Exercise details
Only one stretch of the data below is needed: the line with "Target: horse's head" through the last line. Output it exactly and drop the pictures.

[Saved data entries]
-- Opening Marker --

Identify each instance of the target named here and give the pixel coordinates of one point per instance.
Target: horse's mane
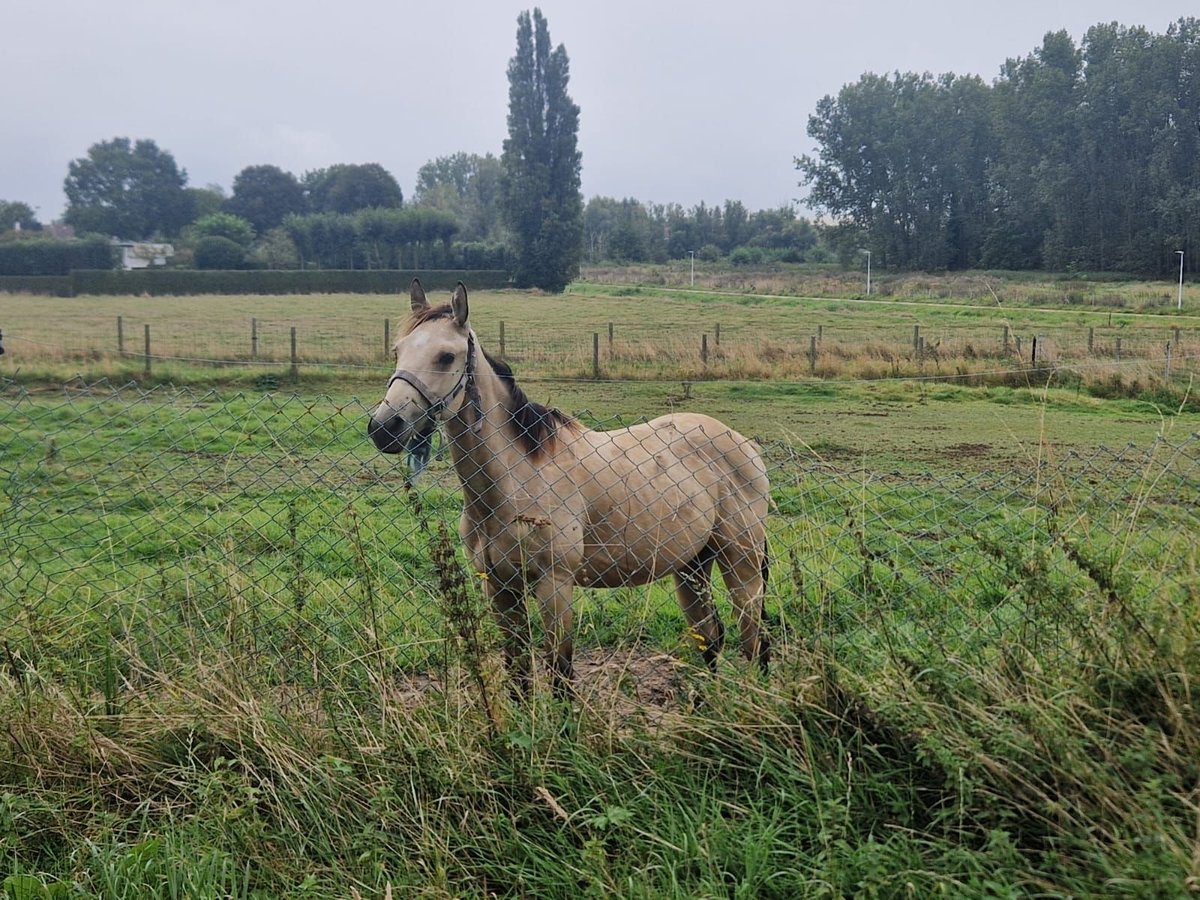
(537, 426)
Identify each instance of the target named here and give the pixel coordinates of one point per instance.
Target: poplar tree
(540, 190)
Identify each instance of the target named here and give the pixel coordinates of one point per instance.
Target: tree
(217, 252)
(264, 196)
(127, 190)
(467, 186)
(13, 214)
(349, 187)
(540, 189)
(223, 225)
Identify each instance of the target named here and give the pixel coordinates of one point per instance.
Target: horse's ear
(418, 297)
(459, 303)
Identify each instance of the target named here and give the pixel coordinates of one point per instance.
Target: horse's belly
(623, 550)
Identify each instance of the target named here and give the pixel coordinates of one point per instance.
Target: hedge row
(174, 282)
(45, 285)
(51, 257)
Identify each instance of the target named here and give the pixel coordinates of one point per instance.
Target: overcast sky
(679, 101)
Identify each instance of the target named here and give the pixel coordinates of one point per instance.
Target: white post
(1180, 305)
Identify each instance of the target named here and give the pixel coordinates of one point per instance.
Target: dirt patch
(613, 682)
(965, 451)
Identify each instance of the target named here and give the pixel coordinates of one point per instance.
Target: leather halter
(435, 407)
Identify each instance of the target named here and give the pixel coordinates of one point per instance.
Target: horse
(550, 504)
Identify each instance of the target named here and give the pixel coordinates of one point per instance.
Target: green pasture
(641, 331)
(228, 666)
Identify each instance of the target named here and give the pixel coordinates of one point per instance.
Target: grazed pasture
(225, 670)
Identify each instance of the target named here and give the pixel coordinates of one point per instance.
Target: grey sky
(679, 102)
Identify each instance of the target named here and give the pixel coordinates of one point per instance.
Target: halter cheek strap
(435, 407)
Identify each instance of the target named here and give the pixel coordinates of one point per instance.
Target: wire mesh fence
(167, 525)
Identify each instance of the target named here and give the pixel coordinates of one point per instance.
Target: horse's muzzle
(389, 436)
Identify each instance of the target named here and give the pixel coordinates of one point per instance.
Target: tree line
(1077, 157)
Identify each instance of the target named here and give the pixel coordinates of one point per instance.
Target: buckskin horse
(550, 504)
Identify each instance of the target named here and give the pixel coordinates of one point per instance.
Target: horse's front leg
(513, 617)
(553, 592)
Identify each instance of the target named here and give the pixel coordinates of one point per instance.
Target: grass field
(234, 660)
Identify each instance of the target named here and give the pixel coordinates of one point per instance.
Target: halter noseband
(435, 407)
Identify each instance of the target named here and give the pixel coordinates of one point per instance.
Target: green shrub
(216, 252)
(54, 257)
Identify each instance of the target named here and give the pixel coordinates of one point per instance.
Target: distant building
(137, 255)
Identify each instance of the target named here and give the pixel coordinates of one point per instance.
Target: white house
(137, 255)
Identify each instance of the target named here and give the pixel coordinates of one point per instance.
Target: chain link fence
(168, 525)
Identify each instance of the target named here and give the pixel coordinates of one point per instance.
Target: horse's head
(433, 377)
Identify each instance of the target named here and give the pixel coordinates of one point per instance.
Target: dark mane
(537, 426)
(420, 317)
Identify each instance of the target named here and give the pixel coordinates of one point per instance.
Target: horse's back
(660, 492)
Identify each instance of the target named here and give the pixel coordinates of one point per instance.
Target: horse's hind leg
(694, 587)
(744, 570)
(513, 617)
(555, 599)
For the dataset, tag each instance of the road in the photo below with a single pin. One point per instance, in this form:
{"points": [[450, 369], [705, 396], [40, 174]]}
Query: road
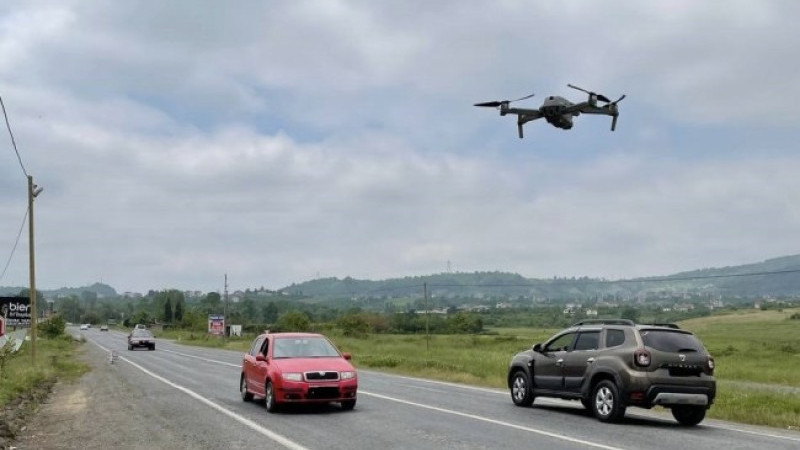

-- Closing Marker --

Exercise answer
Target: horse's head
(433, 377)
Identify each instance of the target named here and give the pixel coordinates of one point per instance.
Target: dark mane
(537, 426)
(420, 317)
Identify each instance of the target named here and give the pixel coordinates of one point per instance.
Target: horse's back
(660, 492)
Identify each instance of the target named here and give the pixel coordinates of one point per instance.
Target: horse's hind leg
(694, 587)
(744, 570)
(513, 617)
(555, 599)
For the dataset, tag each instance of the road in the photo below with a single pin. One point per instance, in this form:
{"points": [[450, 369], [705, 396], [40, 174]]}
Query: road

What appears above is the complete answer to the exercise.